DATA PROVIDED:
## START
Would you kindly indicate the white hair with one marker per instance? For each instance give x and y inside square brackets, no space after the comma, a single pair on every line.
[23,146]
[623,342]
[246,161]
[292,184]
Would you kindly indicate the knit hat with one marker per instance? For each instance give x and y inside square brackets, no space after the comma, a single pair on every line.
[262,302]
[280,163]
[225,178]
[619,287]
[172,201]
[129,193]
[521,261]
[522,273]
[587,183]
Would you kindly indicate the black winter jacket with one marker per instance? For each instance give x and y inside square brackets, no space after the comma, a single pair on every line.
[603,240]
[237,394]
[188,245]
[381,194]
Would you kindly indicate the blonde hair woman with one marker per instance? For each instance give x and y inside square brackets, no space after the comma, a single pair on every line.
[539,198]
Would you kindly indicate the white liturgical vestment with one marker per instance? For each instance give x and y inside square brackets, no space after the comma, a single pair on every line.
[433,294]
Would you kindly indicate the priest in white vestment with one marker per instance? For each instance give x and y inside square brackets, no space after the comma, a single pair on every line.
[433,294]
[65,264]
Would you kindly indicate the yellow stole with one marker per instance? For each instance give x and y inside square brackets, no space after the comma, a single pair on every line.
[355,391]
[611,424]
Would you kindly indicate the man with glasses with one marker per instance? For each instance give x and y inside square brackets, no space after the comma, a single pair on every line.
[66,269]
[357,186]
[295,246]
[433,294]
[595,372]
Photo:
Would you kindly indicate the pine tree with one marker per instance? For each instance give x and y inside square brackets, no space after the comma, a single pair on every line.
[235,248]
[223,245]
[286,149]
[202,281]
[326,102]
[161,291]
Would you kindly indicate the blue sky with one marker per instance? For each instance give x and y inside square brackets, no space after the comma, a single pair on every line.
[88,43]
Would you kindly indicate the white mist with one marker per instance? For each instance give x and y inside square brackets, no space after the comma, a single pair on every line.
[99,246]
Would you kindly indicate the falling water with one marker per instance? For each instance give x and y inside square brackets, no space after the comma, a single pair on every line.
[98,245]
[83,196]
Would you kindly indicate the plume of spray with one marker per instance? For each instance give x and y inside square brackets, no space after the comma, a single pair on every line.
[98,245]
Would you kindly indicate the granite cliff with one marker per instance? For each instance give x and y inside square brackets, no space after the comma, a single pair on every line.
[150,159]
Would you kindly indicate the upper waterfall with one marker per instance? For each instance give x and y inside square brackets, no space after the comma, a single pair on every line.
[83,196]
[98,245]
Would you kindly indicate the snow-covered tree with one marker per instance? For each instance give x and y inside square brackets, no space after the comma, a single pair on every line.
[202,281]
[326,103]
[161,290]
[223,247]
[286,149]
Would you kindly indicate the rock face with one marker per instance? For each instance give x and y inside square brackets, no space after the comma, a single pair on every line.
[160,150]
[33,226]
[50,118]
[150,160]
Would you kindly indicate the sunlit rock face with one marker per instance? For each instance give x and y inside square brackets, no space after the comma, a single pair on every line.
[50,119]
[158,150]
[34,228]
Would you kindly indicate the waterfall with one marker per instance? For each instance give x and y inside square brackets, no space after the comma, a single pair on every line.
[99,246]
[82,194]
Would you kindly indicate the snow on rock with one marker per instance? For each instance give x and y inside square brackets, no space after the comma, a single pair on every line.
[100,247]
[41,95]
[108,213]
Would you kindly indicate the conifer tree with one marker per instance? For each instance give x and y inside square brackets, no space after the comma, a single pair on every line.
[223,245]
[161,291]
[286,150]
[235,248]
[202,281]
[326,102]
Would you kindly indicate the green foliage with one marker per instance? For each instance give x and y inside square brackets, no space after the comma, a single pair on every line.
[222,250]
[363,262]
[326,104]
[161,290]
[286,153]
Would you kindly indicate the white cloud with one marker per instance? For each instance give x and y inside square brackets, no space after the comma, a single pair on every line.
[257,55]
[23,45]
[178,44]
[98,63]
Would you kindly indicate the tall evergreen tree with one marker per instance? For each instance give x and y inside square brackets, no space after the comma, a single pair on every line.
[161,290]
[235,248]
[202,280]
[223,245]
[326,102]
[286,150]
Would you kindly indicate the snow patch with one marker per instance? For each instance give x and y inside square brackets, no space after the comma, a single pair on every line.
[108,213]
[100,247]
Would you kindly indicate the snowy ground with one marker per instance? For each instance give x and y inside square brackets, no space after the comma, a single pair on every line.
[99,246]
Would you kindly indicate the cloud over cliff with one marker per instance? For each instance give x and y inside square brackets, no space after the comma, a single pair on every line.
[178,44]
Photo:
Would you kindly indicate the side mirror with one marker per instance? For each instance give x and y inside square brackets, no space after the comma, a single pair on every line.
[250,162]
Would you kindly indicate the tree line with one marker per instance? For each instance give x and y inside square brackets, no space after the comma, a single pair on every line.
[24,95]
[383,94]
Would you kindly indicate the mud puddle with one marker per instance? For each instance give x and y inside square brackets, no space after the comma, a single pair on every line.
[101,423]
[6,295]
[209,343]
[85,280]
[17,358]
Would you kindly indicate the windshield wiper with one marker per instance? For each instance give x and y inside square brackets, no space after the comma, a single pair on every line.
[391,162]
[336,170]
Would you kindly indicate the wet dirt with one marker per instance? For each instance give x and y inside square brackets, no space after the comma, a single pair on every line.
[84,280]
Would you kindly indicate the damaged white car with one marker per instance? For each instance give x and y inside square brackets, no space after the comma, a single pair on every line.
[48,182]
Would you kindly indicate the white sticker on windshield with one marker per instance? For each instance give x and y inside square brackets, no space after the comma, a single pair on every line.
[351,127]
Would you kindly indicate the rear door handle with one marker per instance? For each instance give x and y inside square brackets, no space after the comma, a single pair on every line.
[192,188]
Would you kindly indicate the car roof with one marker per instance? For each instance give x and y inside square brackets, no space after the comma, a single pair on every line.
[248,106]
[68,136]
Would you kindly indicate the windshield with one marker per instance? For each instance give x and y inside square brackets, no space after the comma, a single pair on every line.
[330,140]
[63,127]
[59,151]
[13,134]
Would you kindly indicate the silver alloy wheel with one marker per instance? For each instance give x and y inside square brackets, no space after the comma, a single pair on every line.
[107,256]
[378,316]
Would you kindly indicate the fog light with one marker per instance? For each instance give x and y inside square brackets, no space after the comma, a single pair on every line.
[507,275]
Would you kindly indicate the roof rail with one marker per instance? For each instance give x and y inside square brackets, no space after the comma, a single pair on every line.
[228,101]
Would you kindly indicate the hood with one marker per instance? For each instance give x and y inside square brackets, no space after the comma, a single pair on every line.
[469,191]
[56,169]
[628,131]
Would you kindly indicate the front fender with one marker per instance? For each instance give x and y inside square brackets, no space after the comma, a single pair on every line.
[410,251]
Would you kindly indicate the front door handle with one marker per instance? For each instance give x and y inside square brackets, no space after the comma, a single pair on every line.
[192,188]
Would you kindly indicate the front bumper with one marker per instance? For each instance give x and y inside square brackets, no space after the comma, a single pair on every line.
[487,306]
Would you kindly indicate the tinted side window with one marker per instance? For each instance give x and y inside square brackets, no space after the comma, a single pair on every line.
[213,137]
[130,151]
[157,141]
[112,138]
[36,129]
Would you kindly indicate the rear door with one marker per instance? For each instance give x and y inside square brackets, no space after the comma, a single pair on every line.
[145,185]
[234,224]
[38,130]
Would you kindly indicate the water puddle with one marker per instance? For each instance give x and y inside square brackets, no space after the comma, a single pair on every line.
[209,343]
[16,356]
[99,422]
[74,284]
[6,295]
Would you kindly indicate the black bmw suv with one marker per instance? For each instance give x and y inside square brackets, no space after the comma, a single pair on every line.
## END
YOUR OBJECTIVE:
Reproduce every row above verbatim, keeping the original line order, spacing, and punctuation unchanged.

FINAL RESULT:
Would you kindly indicate the white hair with one marker per instance? For each instance give x and y inside square brackets, no space after the comma, a single pair on every line.
[23,146]
[623,342]
[246,161]
[292,184]
Would you kindly indicate the knit hat with one marker per instance? For each instance give x and y inside square brackets, no space after the comma, a single pair on every line.
[262,302]
[280,163]
[225,178]
[619,287]
[172,201]
[129,193]
[521,261]
[522,273]
[587,183]
Would you kindly indicate the black winter jacket with one marker per instance? For each instance give x and y inside square brackets, no space after the comma, a single pair on every line.
[603,240]
[237,394]
[188,245]
[381,194]
Would you kindly indicate the blonde hair woman with one marker per instance? For each instance give x and y inside square brackets, no space after the comma, a single pair on every line.
[539,198]
Would you kindly indicate the white liturgical vestment with one marker per instance? For each instance give x and y inside square brackets, no space after the comma, a single pair on every line.
[433,294]
Would you kindly indicate the priest in white vestment with one marker per instance? For each instance give x and y inside square brackets, no space after the comma, a single pair on every line.
[433,294]
[65,264]
Would you kindly indicate the yellow stole with one marker per instance? For each instance give x and y inside square brackets, no space after the comma, a single pair on every line.
[355,391]
[611,424]
Would you kindly indicate the man with glasses with one marker per instance? For each instance give x and y inside square brackets, no space after the comma, a single pair on every line.
[66,269]
[357,186]
[295,246]
[433,294]
[595,372]
Photo:
Would you kindly indicate the pine tree with one marker per instance? For each instance give x and y inside square brackets, no space after the comma, a single pair on every line.
[235,248]
[223,245]
[286,149]
[202,281]
[326,102]
[161,291]
Would you kindly indicate the blue sky with one marker per instance? For each instance give x and y inside square brackets, no space after the comma, a single pair on every line.
[88,43]
Would you kindly indicate the white mist with one marker per instance? For each instance give x and y inside square brackets, no space after the comma, a single pair on every line.
[99,246]
Would you kindly indicate the falling water with one marker per instance? For each instance give x and y inside square brackets, no space after the comma, a single pair on every line.
[98,245]
[83,196]
Would you kindly indicate the plume of spray with one marker per instance? For each instance give x and y inside square brackets, no space after the comma, a single pair on every line.
[98,245]
Would you kindly indicate the granite cliff with one marker per instance? For each instance give x and y inside square brackets, no space after the comma, a single pair on every line.
[150,159]
Would you kindly indicate the upper waterfall with one marker per instance? For each instance give x and y inside square brackets, no space after the comma, a single pair on every line.
[83,196]
[98,245]
Would you kindly indicate the snow-covered tree with one marker per instance? For each instance give x and y inside square brackets, no space after the comma, a single pair on every line.
[202,281]
[326,103]
[161,290]
[223,247]
[286,149]
Would you kindly indicate the rock face with one marker per instance? For each instance give x and y inside square brackets, no space after the comma, a single pair on every line.
[160,150]
[33,226]
[50,118]
[150,160]
Would you kindly indicate the sunlit rock face with one marker per instance? For each instance give x and y inside square brackets, no space after the comma, a single pair on every line.
[50,119]
[158,150]
[34,228]
Would you kindly indicate the waterfall with one marker per instance? For each instance give x and y inside square brackets, no space after the comma, a single pair on every line.
[99,246]
[82,194]
Would you kindly indicate the snow on rock with one marker per instance? For each instance give x and y inside square brackets, no space after the comma, a single pair on every line.
[100,247]
[41,95]
[108,213]
Would you kindly indicate the conifer tree with one marker per instance? For each instance give x and y inside square brackets, no space after the comma, a single pair on every line.
[223,245]
[161,291]
[286,150]
[235,248]
[202,281]
[326,102]
Would you kindly indicate the green foliage with one marker per instance? For each instance give x and y inside square brackets, no space after the comma, a single pair on every line.
[222,250]
[363,262]
[326,104]
[161,290]
[286,153]
Would you kindly indicate the white cloud with one marker per instance? For each instance give x and y inside square brackets, no space after the comma, a single pair on every line.
[257,55]
[23,45]
[178,44]
[98,63]
Would you kindly indicate the tall evergreen tree with one marker per instance? For each instance give x and y inside square brackets, no space after the comma, a single pair on every line.
[161,290]
[235,248]
[202,280]
[223,245]
[326,102]
[286,150]
Would you kindly indicate the snow patch with one marker per instance? For each instance give x and y inside square brackets, no space after the comma, a single pair on every line.
[108,213]
[100,247]
Would you kindly indicate the snowy ground with one marker per instance? For each instance give x and y inside square brackets, no space after the comma, a single pair on every line.
[99,246]
Would you kindly indicate the cloud over cliff with one marker per instance? For each instance give x and y inside square brackets, no space after the comma, a single pair on every line.
[178,44]
Photo:
Would you kindly indicate the side mirror with one marker per instance? For each instance give x and y inside square brackets, no space after the comma, a single pair on every line.
[250,162]
Would you kindly indicate the tree line with one marker per instance? For each instance give x and y inside square brackets, no space after the comma, a single pair on every line.
[24,95]
[383,94]
Would you kindly indicate the mud puddle with one marker per instance? For each instance give x and y inside square brackets, no space after the comma, a single pair on every line.
[101,423]
[6,295]
[209,343]
[85,280]
[17,358]
Would you kindly indicate the windshield wiper with one marker per instance? For each instance give x and y inside square brackets, no space after the comma, a single pair on every line.
[391,162]
[336,170]
Would you kindly indicate the wet dirt with one marker per instance? For each instance give x and y inside square brackets, no space after the comma, a single pair on every line.
[84,280]
Would you kindly indicate the damaged white car with one marker per instance? For each instance give x and y inside square brackets, no space after the comma, a single pair on every line.
[48,182]
Would you kindly indicate the white sticker on windshield with one marker per instance? For each instance give x and y inside square brackets, no space after the comma, a single pair on every line.
[351,127]
Would you kindly indicate the rear door handle with one marker per instance? For each instance give x and y inside square brackets, no space after the comma, a single pair on every line.
[192,188]
Would you kindly indicate the car roof with one marker per instance? For each instance give x and y inside square brackets, no space after the comma, a single pair on every line.
[248,106]
[68,136]
Would you kindly indicate the windshield with one marker per instance? For each instance give x and y inside square brackets, no space after the comma, a single pair on every line.
[330,140]
[63,127]
[59,151]
[13,134]
Would you kindly indicate the silver alloy wheel with one marker per instance? For each instance give x and y inside square brackets, no space after the comma, a single pair on every line.
[107,256]
[378,316]
Would you kindly indicate the fog light with one marker per instance? For each instance give x and y inside square brackets, no space after the comma, a single pair on every line.
[507,275]
Would you kindly indicate the roof rail with one marker per instance? For each instance give x and y inside square brackets, no space after the comma, a single pair on every line.
[228,101]
Would you kindly indicate the hood with one marker per instance? For each instance give x and y inside square brackets, no space after the comma, a single pair on every line.
[469,191]
[56,169]
[628,131]
Would you kindly indicate the front fender with one marker per instance? For each instance give x and y inside square brackets, no space after the comma, a single pair on every line.
[410,251]
Would you kindly indicate the front door handle with one marker per instance? For each instance give x and y inside square brackets, no space after the comma, a single pair on every line.
[192,188]
Would you kindly indicate the front bumper with one marker per instance? For each instance give x and y inside square brackets, no space after the comma, a single pair on every line.
[487,306]
Would you kindly indicate the tinted side window with one marker per instance? For each instance give x and y inside square brackets, no space after the comma, a single pair on every line.
[213,137]
[130,151]
[157,141]
[112,138]
[36,129]
Would you kindly indicate the rear door with one marker per instance? For each instance give x and y inside square brackets, no space after the comma, a single pair on every line.
[145,185]
[234,224]
[38,130]
Would you kindly indicate the water puddle with one marker per instance? For each instance give x and y inside square brackets, no space after the comma, a single pair on every line.
[209,343]
[16,356]
[99,422]
[74,284]
[6,295]
Would you kindly indicate the black bmw suv with one marker per instance? For each instance give x and y inside square brackets, no space after the comma, a single pair on every line.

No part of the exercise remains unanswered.